Exercise requirements:
When the line containing "column 997, row 488" appears in the entries below, begin printing there and stop after the line containing "column 1175, row 696"; print each of those lines exactly and no other line.

+ + + +

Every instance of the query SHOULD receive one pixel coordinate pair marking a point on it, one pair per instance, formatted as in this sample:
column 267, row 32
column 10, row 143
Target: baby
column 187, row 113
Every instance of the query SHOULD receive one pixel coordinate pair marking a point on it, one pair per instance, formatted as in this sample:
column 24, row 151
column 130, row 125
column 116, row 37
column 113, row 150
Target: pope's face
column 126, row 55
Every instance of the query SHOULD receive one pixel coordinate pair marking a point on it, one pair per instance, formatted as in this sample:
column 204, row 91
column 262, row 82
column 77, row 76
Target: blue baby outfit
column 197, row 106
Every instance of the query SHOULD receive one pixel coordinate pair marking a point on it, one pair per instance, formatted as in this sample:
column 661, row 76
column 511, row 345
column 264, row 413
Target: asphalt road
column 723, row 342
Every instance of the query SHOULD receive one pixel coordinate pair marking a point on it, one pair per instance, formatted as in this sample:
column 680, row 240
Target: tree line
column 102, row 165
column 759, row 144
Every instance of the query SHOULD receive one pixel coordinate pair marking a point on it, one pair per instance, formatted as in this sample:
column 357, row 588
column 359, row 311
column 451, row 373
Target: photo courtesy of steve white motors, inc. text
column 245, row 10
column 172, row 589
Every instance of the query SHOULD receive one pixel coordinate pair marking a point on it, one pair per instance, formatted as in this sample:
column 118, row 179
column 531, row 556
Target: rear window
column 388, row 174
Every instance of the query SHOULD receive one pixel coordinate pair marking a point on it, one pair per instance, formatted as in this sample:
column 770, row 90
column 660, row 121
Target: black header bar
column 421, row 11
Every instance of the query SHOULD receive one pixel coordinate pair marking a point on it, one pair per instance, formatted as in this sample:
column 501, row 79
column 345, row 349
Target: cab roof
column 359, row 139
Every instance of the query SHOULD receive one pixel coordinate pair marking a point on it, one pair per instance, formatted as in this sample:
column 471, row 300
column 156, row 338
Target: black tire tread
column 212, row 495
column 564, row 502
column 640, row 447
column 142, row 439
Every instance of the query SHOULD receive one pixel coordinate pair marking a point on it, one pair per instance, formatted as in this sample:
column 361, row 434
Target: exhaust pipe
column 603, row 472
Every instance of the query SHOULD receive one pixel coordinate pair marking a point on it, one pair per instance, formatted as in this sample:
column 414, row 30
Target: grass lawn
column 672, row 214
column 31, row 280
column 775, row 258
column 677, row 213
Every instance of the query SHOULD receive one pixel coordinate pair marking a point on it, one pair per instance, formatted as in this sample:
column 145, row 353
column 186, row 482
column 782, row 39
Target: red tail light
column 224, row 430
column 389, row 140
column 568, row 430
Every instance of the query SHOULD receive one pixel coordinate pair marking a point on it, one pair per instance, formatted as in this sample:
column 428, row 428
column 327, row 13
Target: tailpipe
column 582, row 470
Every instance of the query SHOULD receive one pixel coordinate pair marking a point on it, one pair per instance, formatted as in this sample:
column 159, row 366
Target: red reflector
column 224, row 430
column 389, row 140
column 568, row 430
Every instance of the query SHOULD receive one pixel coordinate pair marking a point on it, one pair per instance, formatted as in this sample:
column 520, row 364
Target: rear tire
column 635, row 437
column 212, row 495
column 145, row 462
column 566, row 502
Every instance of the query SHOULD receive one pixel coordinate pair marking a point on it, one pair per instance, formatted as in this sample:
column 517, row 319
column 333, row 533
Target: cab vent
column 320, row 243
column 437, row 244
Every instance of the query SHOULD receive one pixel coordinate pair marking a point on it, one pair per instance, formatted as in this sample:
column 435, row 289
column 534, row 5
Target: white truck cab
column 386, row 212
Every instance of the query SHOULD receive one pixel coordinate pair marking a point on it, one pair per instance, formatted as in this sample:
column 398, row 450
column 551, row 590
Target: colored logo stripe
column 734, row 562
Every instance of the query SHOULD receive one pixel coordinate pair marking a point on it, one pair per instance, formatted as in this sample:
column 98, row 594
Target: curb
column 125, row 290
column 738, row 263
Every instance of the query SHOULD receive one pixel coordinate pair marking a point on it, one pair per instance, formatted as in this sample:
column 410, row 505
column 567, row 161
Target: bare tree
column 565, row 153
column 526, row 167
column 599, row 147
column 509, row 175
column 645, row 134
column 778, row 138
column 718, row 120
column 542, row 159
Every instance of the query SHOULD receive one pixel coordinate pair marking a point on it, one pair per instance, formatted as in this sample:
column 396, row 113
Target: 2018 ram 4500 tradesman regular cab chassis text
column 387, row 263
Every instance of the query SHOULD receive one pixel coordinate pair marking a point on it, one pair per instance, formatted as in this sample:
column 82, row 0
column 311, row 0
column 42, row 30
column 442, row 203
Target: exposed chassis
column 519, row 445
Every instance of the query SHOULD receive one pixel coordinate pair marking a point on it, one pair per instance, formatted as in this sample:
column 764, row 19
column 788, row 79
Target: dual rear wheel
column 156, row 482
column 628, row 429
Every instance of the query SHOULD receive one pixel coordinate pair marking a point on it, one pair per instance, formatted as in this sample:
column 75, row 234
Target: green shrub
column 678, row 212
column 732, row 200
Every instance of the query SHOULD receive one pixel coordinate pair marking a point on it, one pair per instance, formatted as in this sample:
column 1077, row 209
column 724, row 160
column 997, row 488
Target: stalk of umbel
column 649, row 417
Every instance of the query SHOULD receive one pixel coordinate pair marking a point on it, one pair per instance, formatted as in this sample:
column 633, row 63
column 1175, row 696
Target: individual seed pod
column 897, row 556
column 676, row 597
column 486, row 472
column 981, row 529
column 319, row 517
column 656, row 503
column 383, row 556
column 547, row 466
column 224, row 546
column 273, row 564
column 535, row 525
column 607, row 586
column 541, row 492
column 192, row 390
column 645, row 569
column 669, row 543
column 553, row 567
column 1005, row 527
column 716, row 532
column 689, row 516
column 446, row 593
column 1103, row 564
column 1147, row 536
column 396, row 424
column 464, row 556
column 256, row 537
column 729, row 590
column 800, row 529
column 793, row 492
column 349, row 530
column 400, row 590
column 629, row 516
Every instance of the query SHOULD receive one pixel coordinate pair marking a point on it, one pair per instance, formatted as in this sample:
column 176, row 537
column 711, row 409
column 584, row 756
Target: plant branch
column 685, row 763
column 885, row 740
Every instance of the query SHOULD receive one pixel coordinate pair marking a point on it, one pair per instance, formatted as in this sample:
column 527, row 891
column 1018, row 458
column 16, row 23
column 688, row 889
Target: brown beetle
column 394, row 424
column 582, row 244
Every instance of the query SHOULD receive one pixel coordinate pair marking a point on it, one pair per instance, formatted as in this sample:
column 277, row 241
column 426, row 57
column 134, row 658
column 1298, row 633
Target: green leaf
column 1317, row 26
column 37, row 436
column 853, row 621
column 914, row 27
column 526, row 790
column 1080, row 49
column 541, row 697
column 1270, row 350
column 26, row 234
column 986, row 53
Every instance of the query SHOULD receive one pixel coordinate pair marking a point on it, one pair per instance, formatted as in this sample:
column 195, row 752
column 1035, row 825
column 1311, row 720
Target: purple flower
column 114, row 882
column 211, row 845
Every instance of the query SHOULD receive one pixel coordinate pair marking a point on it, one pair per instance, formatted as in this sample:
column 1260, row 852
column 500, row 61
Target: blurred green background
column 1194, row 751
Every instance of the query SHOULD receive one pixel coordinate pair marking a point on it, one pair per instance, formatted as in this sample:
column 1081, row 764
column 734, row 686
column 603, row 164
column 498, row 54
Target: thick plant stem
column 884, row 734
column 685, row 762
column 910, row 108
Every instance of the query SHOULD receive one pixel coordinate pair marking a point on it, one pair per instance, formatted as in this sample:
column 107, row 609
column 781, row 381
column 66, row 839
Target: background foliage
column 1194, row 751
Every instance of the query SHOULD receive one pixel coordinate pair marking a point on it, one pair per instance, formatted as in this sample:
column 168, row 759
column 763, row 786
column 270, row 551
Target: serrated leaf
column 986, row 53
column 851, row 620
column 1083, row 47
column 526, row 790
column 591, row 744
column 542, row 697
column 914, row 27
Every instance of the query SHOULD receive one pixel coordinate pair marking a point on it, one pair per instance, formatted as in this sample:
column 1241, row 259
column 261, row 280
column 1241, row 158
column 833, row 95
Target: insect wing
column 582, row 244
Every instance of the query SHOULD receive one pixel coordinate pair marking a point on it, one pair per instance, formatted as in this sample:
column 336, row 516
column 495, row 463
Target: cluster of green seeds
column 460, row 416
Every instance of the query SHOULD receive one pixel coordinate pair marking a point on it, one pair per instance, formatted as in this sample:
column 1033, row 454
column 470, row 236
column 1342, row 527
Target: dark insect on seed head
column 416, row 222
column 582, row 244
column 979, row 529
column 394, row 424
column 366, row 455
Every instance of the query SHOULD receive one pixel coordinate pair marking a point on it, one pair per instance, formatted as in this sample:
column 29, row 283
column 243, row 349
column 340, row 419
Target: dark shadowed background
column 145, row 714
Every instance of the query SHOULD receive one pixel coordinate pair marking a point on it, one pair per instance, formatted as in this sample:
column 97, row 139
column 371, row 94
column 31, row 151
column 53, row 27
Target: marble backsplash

+ + + +

Output below:
column 997, row 488
Target: stalk of umbel
column 649, row 417
Every instance of the query SHOULD receive one pixel coordinate pair marking a point on it, one pair per instance, formatted as in this sample:
column 633, row 63
column 1175, row 696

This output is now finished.